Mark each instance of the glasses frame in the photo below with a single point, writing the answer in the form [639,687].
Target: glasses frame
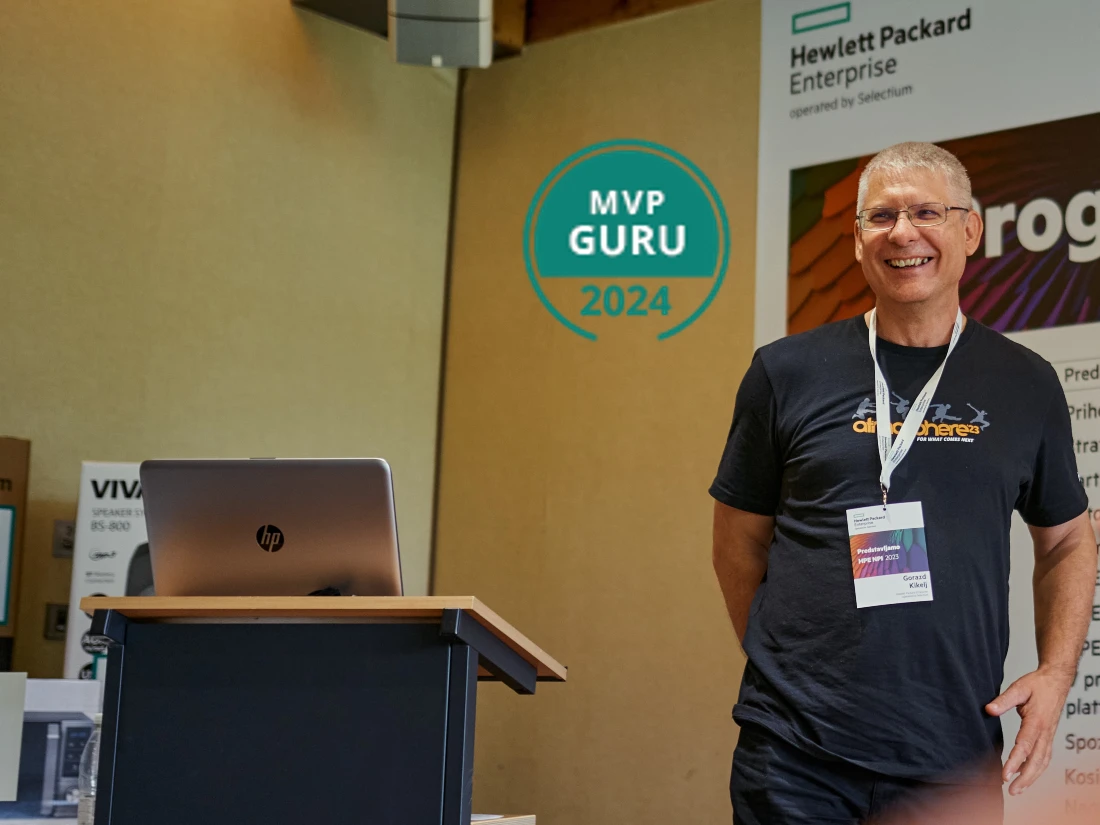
[909,217]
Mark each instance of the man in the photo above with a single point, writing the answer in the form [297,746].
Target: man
[865,559]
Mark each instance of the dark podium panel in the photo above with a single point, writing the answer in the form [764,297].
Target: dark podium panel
[361,717]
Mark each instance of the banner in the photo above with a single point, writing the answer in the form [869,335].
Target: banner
[1011,89]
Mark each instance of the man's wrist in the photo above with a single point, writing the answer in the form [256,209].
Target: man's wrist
[1065,671]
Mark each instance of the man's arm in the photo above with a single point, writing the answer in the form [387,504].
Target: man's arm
[740,559]
[1064,584]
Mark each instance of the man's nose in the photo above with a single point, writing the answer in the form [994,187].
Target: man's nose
[903,230]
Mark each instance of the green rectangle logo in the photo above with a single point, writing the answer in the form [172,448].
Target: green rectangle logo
[810,21]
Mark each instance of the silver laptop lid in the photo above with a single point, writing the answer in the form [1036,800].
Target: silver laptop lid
[267,527]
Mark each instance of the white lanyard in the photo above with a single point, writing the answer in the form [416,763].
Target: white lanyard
[890,457]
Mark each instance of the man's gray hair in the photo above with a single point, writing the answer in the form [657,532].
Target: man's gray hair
[903,156]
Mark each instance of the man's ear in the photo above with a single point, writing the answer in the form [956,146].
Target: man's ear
[974,229]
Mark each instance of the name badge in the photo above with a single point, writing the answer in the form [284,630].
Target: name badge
[889,554]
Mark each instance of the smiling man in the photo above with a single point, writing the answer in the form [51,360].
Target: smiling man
[861,536]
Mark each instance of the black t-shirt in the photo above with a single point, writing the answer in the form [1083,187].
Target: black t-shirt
[897,689]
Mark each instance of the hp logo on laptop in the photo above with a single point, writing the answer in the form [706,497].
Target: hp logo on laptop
[270,538]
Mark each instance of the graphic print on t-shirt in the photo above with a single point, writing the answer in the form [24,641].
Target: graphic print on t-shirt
[942,426]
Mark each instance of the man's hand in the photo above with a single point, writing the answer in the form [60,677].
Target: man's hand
[1038,697]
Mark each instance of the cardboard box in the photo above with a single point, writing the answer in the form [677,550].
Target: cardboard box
[14,470]
[110,556]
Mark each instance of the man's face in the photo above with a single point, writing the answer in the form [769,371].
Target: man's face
[909,264]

▶ _Task requirements_: Copy the data from the line containing "Mark each instance of the cardboard" through the end of the data, and increase every coordinate in the answer points by 77. Leave the requests, including their format samples, unchanged.

▶ _Output of the task_:
Mark each instance of the cardboard box in the photo above with a single point, writing the answer in the form [677,550].
Target: cardboard box
[91,547]
[187,633]
Mark each instance of the man's face in the photo above with a single point, writing the answer in the form [769,371].
Target: man's face
[986,341]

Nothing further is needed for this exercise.